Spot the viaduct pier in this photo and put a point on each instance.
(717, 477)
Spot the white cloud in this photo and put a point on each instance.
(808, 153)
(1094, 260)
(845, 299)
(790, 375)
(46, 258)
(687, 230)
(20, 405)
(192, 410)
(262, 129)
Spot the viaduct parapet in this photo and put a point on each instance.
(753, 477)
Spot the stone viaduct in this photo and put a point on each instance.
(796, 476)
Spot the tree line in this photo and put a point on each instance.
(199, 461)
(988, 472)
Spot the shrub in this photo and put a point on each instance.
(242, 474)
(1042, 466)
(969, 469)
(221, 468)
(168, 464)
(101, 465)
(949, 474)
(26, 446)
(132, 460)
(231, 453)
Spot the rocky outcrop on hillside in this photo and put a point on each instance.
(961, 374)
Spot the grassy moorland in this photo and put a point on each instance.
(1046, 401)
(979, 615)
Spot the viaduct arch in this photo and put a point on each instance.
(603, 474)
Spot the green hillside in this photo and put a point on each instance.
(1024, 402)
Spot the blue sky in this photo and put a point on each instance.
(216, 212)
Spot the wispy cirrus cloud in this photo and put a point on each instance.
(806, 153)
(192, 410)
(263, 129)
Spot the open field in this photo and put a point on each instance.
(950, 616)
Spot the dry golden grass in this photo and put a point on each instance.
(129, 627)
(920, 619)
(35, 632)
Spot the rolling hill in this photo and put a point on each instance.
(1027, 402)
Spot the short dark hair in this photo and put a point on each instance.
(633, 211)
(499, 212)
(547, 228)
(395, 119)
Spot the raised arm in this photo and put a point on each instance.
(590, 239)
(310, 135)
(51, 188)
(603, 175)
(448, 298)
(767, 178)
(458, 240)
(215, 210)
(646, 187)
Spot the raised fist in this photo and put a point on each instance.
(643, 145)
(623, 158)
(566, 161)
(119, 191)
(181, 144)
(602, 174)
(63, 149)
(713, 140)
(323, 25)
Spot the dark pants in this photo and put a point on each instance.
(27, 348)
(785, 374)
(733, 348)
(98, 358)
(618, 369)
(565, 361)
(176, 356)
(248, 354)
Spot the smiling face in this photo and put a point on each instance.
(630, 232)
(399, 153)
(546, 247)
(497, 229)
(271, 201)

----------

Repeat each of the entries above precisely as given.

Complete output:
Spot the viaduct pier in this photo and put a point on each instance.
(717, 477)
Spot the white cloud in this photo and put a point on each instance.
(808, 153)
(1094, 260)
(845, 299)
(790, 375)
(46, 258)
(687, 230)
(20, 405)
(192, 410)
(262, 129)
Spot the viaduct parapet in this photo and put a point on each instance.
(753, 477)
Spot the stone viaduct in this photo and put a point on each instance.
(796, 476)
Spot the tree line in this photo and put a point on each instance.
(199, 461)
(988, 472)
Spot the shrub in this photo and put a point on each instance.
(242, 474)
(1042, 466)
(969, 469)
(221, 468)
(168, 464)
(101, 465)
(949, 474)
(26, 446)
(132, 460)
(231, 453)
Spot the rocky outcrop on hillside in this photo and put a point on each instance.
(961, 374)
Spot the grassy moorland in this photo and put a point on each instance.
(1046, 401)
(979, 615)
Spot the viaduct arch in this photo and put a point on each instance.
(603, 474)
Spot the green hillside in this photo and put a point on each instance.
(1024, 402)
Spot the blue sky in this photo and put a point on each instance.
(216, 212)
Spot the wispy cirrus cloud in this photo and put a point on each instance.
(806, 153)
(192, 410)
(263, 129)
Spot the open field in this photo and put a point on each instance.
(950, 616)
Spot the dry golden grass in this photo and put a point on each instance.
(129, 627)
(920, 619)
(35, 632)
Spot the rolling hill in this photo and put a point on each instance.
(1027, 402)
Spot the short dark hair in this photo and put a point on each instance.
(633, 211)
(499, 212)
(547, 228)
(395, 119)
Spot the raised arm in this photo and put a point on each instance.
(590, 239)
(310, 135)
(51, 188)
(603, 175)
(448, 298)
(767, 178)
(458, 240)
(215, 210)
(646, 187)
Spot the raised fist in this photo and put a point on each instance.
(643, 145)
(623, 158)
(566, 161)
(119, 191)
(181, 144)
(602, 174)
(63, 149)
(713, 140)
(323, 25)
Spot the dark pants in this photo and put a point on each instance.
(27, 348)
(785, 374)
(733, 348)
(98, 358)
(618, 369)
(565, 361)
(176, 356)
(248, 354)
Spot the smiling face in this photo and put a point on each instance.
(630, 232)
(399, 153)
(546, 247)
(497, 229)
(271, 201)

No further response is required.